TASK DIRECTIONS:
Write out every line of the listing below word for word, and leave the pictures out.
+ + + +
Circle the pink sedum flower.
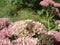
[40,1,49,7]
[53,2,60,7]
[48,30,60,41]
[12,37,38,45]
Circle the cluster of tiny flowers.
[40,0,60,7]
[0,18,46,45]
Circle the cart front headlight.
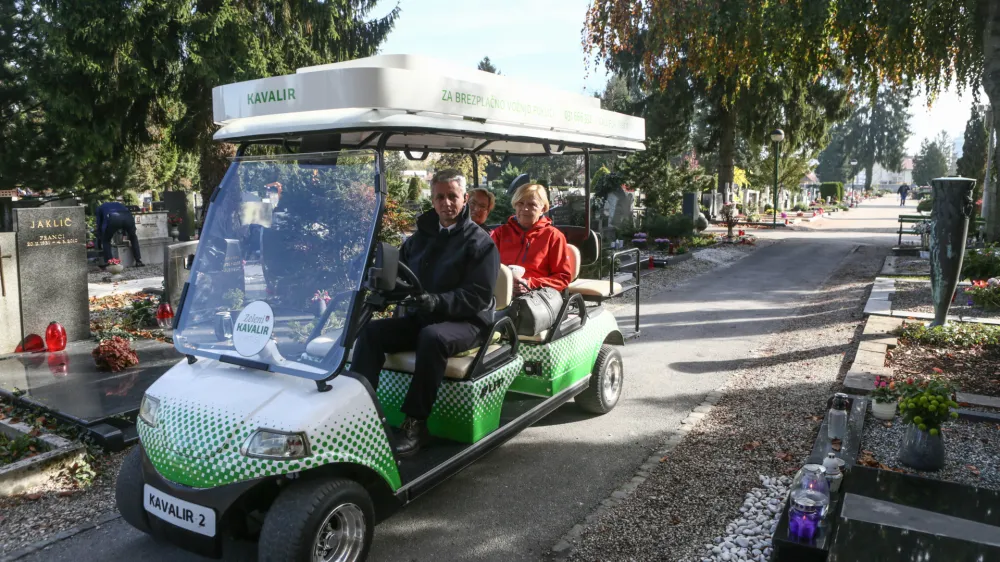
[139,394,160,427]
[240,429,310,459]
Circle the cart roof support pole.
[583,148,593,230]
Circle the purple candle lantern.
[788,507,823,542]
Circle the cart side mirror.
[368,242,399,291]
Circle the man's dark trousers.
[101,213,142,263]
[351,316,480,420]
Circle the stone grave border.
[864,277,1000,326]
[0,414,86,497]
[844,316,1000,412]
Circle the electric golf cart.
[116,56,644,561]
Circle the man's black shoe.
[394,416,430,457]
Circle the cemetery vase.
[896,424,944,471]
[930,178,976,326]
[872,400,896,421]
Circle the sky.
[372,0,986,156]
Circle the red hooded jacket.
[490,216,573,291]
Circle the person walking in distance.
[95,201,145,267]
[896,183,910,207]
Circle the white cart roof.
[212,55,646,154]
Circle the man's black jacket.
[400,207,500,326]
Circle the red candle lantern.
[156,302,174,330]
[45,322,66,351]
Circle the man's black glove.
[410,293,441,314]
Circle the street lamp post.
[771,129,785,228]
[851,159,858,200]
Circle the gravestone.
[14,207,90,341]
[681,192,701,220]
[0,232,21,355]
[163,240,198,311]
[163,191,195,242]
[111,211,174,267]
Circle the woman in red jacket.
[490,183,573,294]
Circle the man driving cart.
[351,170,500,456]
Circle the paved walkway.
[13,198,912,562]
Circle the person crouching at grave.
[490,183,573,295]
[469,187,497,226]
[351,170,500,457]
[96,201,145,268]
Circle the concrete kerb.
+ + + +
SOLUTION TO THE PROBLEM:
Circle the pink sedum flower.
[40,1,49,7]
[53,2,60,7]
[48,30,60,41]
[12,37,38,45]
Circle the cluster of tiny flowers.
[40,0,60,7]
[0,18,46,45]
Circle the cart front headlight.
[139,394,160,427]
[240,429,310,459]
Circle the cart roof support pole.
[583,148,593,230]
Circle the purple candle lantern.
[788,507,823,542]
Circle the cart side mirror.
[368,242,399,291]
Circle the man's dark trousers.
[101,213,142,263]
[351,316,480,420]
Circle the stone grave border.
[864,277,1000,326]
[0,414,86,497]
[844,316,1000,412]
Circle the electric golf cart.
[116,56,644,561]
Circle the man's black shoe.
[394,416,430,457]
Circle the cemetery vase.
[896,424,944,471]
[930,178,976,326]
[872,400,896,421]
Circle the sky.
[372,0,986,156]
Circle the red hooded jacket.
[490,216,573,291]
Circle the person walking in distance.
[95,201,145,267]
[896,183,910,207]
Circle the white cart roof.
[212,55,646,154]
Circle the man's black jacket.
[400,207,500,326]
Circle the red candle lantern.
[156,302,174,330]
[45,322,66,351]
Circle the man's black glove.
[410,293,441,314]
Circle the street lamp post.
[771,129,785,228]
[851,159,858,200]
Circle the gravestone.
[14,207,90,341]
[681,192,701,220]
[0,232,21,355]
[163,240,198,311]
[163,191,195,242]
[111,211,174,267]
Circle the woman in red jacket.
[490,183,573,294]
Circle the man driving cart.
[351,170,500,456]
Circle the paved walkway.
[13,198,912,562]
Circle the person crouching at grave.
[490,183,573,295]
[469,187,497,226]
[351,170,500,457]
[96,201,145,268]
Circle the concrete kerb.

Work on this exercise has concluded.